§ DOCUMENT
# # # # #

[CWB] Best practices to manage big corpora in CQPweb

José Manuel Martínez Martínez chozelinek at gmail.com
Wed Nov 25 13:47:26 CET 2020


Hi Stefan and Andrew,

Thank you for the quick feedback. Now, I understand much better where I can
improve the performance of these processes.
Regarding the issues MySQL writing and reading from disk, I'm using
Amazon's cloud solutions, and in particular EFS. This is like a virtual
local network disk that can be mounted on any virtual instance. It is in
general pretty fast, but the bandwidth is bound to a certain amount of
time, so I think that after some processing on the same disk (in the end a
lot of information is being transferred from and to the disk), it becomes
quite slow. It is convenient because different computers can access the
same indices, so I avoid data redundancy. But it has a performance cost.

Yes, I'm using CQPweb 3.2.6 because I wanted to work in a very stable
version. Happy to test and jump to a more recent one if it is not broken. I
need CQPweb to be in production.

I will try to optimize the process. At some point, I'll share my experience
with the community if time permits.

--
José Manuel Martínez Martínez
https://chozelinek.github.io


On Mon, Nov 16, 2020 at 4:20 AM Hardie, Andrew <a.hardie at lancaster.ac.uk>
wrote:

> Just a couple of additions to Stefan's answers.
>
> I've added the capacity to specify that a particular annotation
> (p-attribute) should not have freq tables built, but only in 3.3 (trunk).
> (I guess you are on the 3.2 branch, José) In  3.3, under "Manage
> annotation" there is a control called "Needs FT", set to "Y" by default.
> The only effect of switching to N is that the attribute is absent from
> "Frequency lists", "keywords" and "collocations".
>
> As Stefan points out, the bottleneck is in MySQL, but specifically it's an
> issue of disk *access*.  Creating the freq table requires the creation of
> large temporary tables to store the results of intermediate "select..."
> queries. For large corpora, these tables are too big to be held in RAM, so
> they are stored to temporary disk space. If your MySQL daemon uses the same
> physical disk for temp space and storage of actual tables, then its
> read-accesses and write-accesses will be constantly interrupting one
> another to read one table and write to another. This can cause MAJOR
> slowdown.

# # # # #

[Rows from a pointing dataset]
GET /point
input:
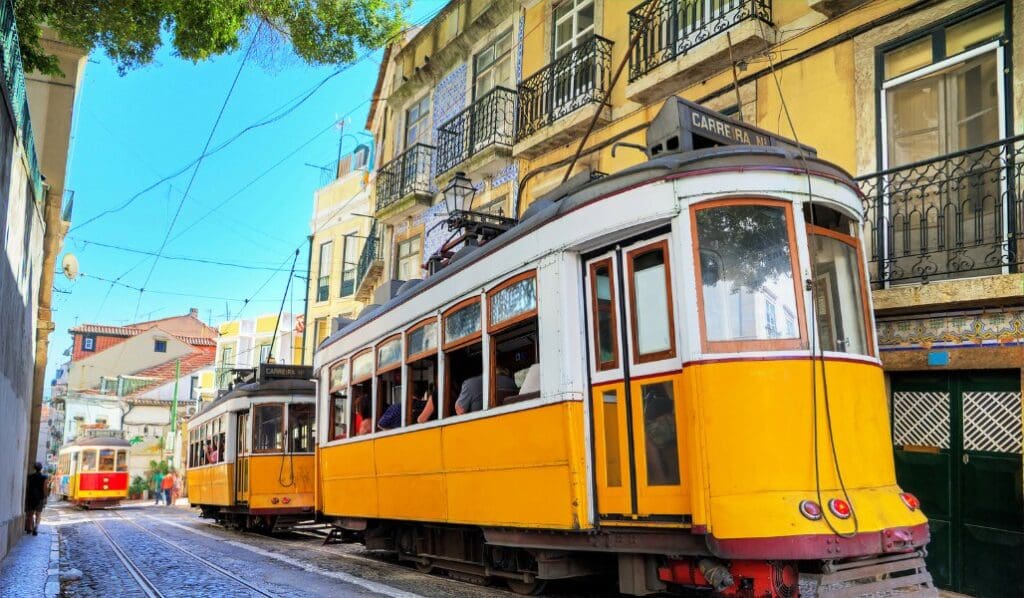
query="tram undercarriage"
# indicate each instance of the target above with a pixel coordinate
(527, 560)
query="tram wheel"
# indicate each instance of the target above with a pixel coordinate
(534, 588)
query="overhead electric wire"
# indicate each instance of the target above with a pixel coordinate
(192, 179)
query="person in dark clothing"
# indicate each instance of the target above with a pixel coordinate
(36, 492)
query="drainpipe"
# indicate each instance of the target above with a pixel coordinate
(52, 240)
(305, 306)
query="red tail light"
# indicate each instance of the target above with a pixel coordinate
(810, 509)
(840, 508)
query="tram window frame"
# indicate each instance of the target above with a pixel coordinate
(338, 393)
(89, 452)
(737, 346)
(412, 361)
(280, 447)
(358, 383)
(307, 434)
(599, 365)
(853, 242)
(631, 258)
(464, 343)
(520, 324)
(385, 381)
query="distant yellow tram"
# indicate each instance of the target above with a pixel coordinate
(251, 460)
(93, 471)
(669, 373)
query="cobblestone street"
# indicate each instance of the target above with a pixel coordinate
(145, 551)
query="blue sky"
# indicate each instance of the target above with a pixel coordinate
(133, 130)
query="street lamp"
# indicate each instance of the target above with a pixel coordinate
(477, 227)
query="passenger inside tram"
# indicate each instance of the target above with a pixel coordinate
(361, 409)
(422, 376)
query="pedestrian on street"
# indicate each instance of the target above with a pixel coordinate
(36, 493)
(168, 486)
(158, 488)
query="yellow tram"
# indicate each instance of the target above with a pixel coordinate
(676, 376)
(92, 471)
(251, 459)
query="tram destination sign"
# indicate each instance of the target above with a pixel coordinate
(684, 126)
(283, 372)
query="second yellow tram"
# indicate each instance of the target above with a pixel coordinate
(250, 459)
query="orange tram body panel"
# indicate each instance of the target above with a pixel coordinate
(93, 471)
(669, 374)
(251, 459)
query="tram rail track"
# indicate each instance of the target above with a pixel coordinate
(147, 587)
(199, 558)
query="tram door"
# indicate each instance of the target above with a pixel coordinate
(242, 458)
(635, 385)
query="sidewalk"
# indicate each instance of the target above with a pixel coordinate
(32, 568)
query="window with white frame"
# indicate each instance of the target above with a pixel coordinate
(493, 66)
(418, 122)
(573, 22)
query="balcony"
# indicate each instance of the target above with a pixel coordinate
(481, 132)
(576, 80)
(371, 266)
(408, 177)
(671, 29)
(954, 216)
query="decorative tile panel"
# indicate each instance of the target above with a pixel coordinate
(921, 419)
(995, 329)
(992, 422)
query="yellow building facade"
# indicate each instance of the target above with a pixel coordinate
(920, 101)
(344, 250)
(249, 342)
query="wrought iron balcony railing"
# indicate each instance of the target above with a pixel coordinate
(672, 28)
(410, 172)
(954, 216)
(13, 82)
(570, 82)
(489, 121)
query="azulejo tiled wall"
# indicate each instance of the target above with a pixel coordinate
(955, 331)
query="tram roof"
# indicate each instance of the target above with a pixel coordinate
(272, 387)
(567, 198)
(99, 441)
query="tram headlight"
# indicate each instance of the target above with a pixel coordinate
(840, 508)
(910, 501)
(810, 509)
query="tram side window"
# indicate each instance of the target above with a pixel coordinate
(745, 265)
(88, 461)
(839, 282)
(514, 345)
(463, 358)
(389, 390)
(338, 401)
(300, 427)
(268, 421)
(363, 415)
(421, 371)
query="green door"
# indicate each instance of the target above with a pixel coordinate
(957, 446)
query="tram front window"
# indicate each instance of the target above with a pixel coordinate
(107, 457)
(300, 427)
(268, 421)
(839, 294)
(748, 289)
(88, 461)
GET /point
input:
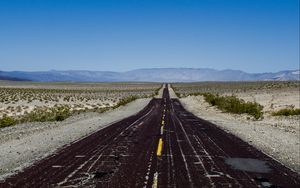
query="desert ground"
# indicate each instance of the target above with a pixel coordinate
(25, 143)
(277, 136)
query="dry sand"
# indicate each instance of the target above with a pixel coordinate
(23, 144)
(278, 137)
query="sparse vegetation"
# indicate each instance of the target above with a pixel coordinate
(29, 102)
(7, 121)
(234, 105)
(287, 112)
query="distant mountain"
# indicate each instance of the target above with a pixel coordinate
(150, 75)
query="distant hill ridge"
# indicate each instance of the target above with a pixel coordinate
(148, 75)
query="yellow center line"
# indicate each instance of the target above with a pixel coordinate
(159, 147)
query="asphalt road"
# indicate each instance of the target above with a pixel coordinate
(161, 146)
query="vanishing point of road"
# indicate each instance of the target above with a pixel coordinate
(161, 146)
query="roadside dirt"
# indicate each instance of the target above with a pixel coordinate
(23, 144)
(278, 137)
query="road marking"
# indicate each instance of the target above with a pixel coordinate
(57, 166)
(159, 148)
(79, 156)
(155, 180)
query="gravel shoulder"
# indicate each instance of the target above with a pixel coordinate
(23, 144)
(278, 137)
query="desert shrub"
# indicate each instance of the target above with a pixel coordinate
(125, 100)
(6, 121)
(47, 114)
(235, 105)
(287, 112)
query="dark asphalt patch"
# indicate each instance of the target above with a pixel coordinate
(248, 164)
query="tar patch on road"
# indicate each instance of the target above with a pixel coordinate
(248, 164)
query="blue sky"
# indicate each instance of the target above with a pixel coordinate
(121, 35)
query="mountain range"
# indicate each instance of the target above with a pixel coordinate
(148, 75)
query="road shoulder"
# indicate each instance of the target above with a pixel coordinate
(281, 143)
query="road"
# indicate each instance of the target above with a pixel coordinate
(162, 146)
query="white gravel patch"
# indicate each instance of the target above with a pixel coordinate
(23, 144)
(278, 137)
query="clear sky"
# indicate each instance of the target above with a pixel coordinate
(121, 35)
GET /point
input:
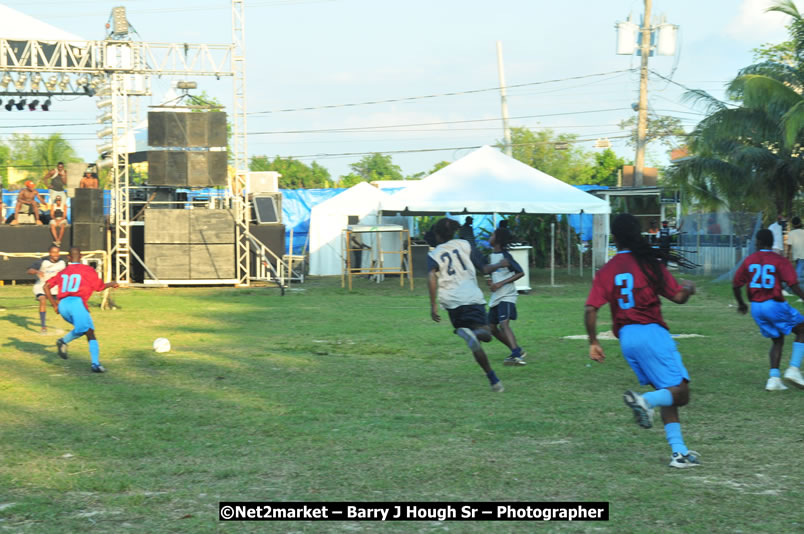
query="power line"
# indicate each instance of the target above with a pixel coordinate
(436, 95)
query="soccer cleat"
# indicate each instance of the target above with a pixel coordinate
(470, 338)
(643, 415)
(775, 384)
(61, 346)
(684, 461)
(793, 376)
(513, 360)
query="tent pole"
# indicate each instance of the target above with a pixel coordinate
(553, 254)
(569, 249)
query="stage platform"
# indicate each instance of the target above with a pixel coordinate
(25, 239)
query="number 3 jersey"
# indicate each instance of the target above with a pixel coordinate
(622, 284)
(457, 280)
(77, 280)
(763, 271)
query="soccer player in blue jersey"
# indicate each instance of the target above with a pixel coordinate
(502, 303)
(763, 272)
(453, 279)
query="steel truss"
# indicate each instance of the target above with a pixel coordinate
(116, 72)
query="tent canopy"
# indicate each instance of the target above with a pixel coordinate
(17, 26)
(487, 181)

# # # # #

§ OBJECTIVES
- 1) According to the CQPweb message, which version of CQPweb is José using?
- 2) Return every line of the listing that contains the string "gravel".
The CQPweb message and the listing were taken from unrelated sources.

§ RESULTS BY TASK
- 1) He is using CQPweb 3.2.6.

- 2)
query="gravel shoulder"
query="white gravel patch"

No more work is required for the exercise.